Every line of the records below that holds the word "pocket" should be copied out.
** DATA IN THIS EXERCISE follows **
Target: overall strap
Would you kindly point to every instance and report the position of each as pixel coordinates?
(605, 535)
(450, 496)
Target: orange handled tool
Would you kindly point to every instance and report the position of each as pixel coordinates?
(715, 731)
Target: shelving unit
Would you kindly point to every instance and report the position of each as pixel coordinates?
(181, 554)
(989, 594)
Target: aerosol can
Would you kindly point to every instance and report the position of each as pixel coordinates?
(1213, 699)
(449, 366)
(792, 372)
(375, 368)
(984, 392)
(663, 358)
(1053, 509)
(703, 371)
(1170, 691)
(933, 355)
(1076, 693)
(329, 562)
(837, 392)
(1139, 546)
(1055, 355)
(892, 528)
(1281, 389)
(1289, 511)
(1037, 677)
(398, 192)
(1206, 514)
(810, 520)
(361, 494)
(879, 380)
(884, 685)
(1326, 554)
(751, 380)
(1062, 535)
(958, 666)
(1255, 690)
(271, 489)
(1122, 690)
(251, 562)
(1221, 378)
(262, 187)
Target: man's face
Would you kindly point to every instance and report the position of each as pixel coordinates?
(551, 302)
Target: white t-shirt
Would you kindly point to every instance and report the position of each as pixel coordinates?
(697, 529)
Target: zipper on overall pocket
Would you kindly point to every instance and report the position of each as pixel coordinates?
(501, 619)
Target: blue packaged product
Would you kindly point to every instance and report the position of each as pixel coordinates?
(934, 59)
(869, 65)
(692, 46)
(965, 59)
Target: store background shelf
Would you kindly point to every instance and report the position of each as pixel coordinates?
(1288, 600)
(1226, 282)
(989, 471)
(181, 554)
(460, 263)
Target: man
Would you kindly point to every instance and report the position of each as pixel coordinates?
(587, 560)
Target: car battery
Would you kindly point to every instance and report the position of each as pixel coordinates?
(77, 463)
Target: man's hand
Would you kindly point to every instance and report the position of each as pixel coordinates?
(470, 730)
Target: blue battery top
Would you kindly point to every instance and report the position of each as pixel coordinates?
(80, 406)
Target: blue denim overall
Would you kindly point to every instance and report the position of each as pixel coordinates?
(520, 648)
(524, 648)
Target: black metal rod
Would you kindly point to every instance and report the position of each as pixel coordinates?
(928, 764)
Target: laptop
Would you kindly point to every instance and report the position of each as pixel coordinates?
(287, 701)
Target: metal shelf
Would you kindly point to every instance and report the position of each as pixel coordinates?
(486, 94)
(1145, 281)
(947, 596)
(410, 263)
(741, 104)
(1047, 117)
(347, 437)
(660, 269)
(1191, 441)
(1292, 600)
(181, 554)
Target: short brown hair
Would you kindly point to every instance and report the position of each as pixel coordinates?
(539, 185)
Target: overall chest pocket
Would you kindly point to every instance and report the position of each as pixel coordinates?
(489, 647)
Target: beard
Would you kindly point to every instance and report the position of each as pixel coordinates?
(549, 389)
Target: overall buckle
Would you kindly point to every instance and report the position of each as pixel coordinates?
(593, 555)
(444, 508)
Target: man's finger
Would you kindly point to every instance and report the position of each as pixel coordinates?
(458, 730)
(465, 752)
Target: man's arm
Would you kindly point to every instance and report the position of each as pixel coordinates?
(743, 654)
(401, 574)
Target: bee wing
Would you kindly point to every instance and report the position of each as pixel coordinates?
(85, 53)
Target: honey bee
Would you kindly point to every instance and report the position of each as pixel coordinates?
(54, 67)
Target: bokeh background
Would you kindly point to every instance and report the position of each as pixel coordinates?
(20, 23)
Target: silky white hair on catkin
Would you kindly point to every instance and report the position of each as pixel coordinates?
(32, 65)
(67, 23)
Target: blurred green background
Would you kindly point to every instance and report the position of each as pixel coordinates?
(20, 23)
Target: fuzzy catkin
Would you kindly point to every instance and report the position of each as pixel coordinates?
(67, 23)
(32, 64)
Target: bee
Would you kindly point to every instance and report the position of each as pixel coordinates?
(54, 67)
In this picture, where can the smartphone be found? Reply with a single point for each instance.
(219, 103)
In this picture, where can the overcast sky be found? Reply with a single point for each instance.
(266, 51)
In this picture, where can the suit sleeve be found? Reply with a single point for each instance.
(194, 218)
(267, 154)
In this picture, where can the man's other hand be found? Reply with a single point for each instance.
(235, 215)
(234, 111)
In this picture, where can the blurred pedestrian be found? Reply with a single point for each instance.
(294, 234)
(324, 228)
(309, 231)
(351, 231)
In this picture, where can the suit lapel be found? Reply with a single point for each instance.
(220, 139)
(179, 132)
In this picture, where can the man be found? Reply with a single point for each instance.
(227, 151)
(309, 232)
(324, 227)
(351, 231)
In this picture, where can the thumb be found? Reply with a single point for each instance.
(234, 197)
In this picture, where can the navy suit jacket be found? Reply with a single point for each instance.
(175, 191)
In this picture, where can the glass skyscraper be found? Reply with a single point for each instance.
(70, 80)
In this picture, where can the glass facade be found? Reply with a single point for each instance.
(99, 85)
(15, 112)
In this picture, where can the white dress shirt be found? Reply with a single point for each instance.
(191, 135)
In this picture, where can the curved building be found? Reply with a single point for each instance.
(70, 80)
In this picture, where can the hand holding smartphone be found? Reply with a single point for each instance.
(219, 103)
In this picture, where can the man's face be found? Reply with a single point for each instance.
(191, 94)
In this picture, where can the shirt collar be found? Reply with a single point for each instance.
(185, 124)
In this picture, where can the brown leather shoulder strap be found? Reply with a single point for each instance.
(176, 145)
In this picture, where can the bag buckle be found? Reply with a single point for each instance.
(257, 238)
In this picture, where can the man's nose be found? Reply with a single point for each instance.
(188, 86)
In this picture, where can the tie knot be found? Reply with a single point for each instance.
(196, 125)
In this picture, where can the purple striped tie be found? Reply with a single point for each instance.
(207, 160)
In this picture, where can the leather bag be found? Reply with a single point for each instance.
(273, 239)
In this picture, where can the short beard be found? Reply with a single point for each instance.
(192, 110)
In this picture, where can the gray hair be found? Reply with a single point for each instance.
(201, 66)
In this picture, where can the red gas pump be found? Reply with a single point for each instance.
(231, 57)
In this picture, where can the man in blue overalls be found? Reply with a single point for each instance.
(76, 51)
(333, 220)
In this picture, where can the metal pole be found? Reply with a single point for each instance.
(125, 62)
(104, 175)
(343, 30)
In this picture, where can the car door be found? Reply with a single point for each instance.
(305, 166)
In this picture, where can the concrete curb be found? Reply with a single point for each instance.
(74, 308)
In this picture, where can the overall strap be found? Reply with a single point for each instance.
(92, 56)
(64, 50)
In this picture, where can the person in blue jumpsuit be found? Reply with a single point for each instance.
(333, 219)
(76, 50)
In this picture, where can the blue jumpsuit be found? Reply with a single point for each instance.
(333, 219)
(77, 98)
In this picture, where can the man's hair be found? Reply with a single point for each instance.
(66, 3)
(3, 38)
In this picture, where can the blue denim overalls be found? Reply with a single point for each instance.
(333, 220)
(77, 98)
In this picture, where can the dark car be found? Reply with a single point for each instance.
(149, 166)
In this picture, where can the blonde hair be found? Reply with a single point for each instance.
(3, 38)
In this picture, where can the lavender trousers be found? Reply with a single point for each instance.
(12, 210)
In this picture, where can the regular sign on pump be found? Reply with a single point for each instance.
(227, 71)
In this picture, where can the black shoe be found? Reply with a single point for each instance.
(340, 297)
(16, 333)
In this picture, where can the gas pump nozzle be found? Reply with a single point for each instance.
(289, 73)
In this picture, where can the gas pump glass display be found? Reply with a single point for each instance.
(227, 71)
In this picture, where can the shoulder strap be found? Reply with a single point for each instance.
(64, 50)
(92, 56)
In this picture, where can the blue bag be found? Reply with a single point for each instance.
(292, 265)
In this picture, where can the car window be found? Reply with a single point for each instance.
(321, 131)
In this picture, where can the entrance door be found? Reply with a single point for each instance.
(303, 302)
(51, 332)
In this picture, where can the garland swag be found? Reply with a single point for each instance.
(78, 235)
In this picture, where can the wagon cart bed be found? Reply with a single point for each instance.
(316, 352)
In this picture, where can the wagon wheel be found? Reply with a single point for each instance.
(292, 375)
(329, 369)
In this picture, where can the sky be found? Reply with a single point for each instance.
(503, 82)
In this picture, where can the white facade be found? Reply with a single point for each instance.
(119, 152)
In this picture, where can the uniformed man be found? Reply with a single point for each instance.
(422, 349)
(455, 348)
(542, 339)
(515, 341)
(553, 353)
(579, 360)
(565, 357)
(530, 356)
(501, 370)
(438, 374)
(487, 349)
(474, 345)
** End of DATA IN THIS EXERCISE **
EXERCISE OUTPUT:
Target: zipper on overall pocket
Target: overall chest pocket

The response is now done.